-- BEGIN Dataset entries --

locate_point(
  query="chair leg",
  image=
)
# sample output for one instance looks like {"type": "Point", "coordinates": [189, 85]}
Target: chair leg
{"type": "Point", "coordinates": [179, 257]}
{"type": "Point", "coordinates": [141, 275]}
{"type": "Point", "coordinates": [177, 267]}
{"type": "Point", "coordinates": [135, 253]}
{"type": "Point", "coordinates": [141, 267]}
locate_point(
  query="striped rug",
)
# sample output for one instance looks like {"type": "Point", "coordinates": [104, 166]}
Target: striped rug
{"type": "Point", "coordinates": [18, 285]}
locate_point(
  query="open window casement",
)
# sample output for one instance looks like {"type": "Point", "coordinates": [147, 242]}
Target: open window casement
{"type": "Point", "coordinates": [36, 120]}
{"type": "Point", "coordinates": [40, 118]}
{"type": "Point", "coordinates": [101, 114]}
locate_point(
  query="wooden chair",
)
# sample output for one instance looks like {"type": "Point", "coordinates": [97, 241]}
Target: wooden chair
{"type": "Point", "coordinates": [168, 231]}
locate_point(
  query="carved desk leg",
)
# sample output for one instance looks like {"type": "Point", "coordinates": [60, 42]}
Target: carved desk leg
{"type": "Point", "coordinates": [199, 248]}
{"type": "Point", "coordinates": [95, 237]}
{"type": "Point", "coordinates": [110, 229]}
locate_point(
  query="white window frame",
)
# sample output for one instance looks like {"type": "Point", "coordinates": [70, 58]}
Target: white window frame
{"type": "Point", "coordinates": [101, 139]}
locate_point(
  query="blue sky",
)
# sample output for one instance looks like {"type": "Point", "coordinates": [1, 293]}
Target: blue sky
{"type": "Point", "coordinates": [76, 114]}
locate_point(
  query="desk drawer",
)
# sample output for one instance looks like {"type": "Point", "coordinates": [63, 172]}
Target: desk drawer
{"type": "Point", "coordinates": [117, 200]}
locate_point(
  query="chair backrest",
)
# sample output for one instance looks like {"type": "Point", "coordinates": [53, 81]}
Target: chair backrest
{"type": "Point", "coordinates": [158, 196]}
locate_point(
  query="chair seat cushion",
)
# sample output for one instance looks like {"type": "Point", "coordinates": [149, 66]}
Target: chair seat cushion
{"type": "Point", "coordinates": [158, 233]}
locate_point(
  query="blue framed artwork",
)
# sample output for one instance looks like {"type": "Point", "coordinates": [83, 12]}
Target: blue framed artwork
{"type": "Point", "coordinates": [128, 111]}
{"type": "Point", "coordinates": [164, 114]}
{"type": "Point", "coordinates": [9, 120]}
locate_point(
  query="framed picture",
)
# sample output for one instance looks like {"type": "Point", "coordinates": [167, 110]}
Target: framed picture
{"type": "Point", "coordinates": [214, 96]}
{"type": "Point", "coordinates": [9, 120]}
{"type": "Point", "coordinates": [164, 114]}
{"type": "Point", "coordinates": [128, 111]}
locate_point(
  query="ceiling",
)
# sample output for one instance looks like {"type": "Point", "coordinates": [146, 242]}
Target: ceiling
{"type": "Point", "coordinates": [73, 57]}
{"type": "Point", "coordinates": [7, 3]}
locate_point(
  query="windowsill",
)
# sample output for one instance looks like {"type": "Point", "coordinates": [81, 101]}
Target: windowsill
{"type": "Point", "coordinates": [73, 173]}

-- END Dataset entries --

Give the complete listing a second time, exactly as it reads.

* _Problem solution_
locate_point(
  query="chair leg",
  image=
)
# sample output for one instance looks like {"type": "Point", "coordinates": [189, 85]}
Target: chair leg
{"type": "Point", "coordinates": [179, 257]}
{"type": "Point", "coordinates": [141, 275]}
{"type": "Point", "coordinates": [177, 267]}
{"type": "Point", "coordinates": [135, 253]}
{"type": "Point", "coordinates": [141, 267]}
locate_point(
  query="striped rug",
)
# sample output for one instance looks like {"type": "Point", "coordinates": [104, 166]}
Target: striped rug
{"type": "Point", "coordinates": [18, 285]}
locate_point(
  query="open window casement",
)
# sample output for one instance looks like {"type": "Point", "coordinates": [147, 242]}
Target: open window casement
{"type": "Point", "coordinates": [36, 120]}
{"type": "Point", "coordinates": [40, 118]}
{"type": "Point", "coordinates": [101, 114]}
locate_point(
  query="wooden chair",
)
# sample output for one instance looks like {"type": "Point", "coordinates": [97, 241]}
Target: wooden chair
{"type": "Point", "coordinates": [168, 231]}
locate_point(
  query="carved desk leg",
)
# sample output for one instance looks like {"type": "Point", "coordinates": [60, 42]}
Target: carved desk leg
{"type": "Point", "coordinates": [199, 248]}
{"type": "Point", "coordinates": [95, 237]}
{"type": "Point", "coordinates": [110, 229]}
locate_point(
  query="white window frame",
)
# sample output for one instance looks like {"type": "Point", "coordinates": [70, 58]}
Target: white window frame
{"type": "Point", "coordinates": [101, 139]}
locate_point(
  query="blue sky",
)
# sample output for one instance looks like {"type": "Point", "coordinates": [1, 293]}
Target: blue sky
{"type": "Point", "coordinates": [76, 114]}
locate_point(
  query="desk drawer",
)
# sample output for one instance looks like {"type": "Point", "coordinates": [63, 172]}
Target: desk drawer
{"type": "Point", "coordinates": [117, 200]}
locate_point(
  query="chair backrest",
)
# sample output for one instance looks like {"type": "Point", "coordinates": [53, 81]}
Target: chair backrest
{"type": "Point", "coordinates": [158, 196]}
locate_point(
  query="chair seat cushion",
)
# sample output for one instance looks like {"type": "Point", "coordinates": [149, 66]}
Target: chair seat cushion
{"type": "Point", "coordinates": [158, 233]}
locate_point(
  query="blue framed artwork",
)
# sample output for one instance looks like {"type": "Point", "coordinates": [83, 12]}
Target: blue framed artwork
{"type": "Point", "coordinates": [128, 111]}
{"type": "Point", "coordinates": [164, 114]}
{"type": "Point", "coordinates": [9, 120]}
locate_point(
  query="framed picture",
)
# sample output for one instance looks like {"type": "Point", "coordinates": [167, 110]}
Target: framed picture
{"type": "Point", "coordinates": [214, 96]}
{"type": "Point", "coordinates": [9, 120]}
{"type": "Point", "coordinates": [164, 114]}
{"type": "Point", "coordinates": [128, 111]}
locate_point(
  query="ceiling",
)
# sample output for one instance looks like {"type": "Point", "coordinates": [146, 242]}
Target: ceiling
{"type": "Point", "coordinates": [73, 57]}
{"type": "Point", "coordinates": [7, 3]}
locate_point(
  query="windowsill",
)
# sample output for one instance looks like {"type": "Point", "coordinates": [81, 101]}
Target: windowsill
{"type": "Point", "coordinates": [73, 173]}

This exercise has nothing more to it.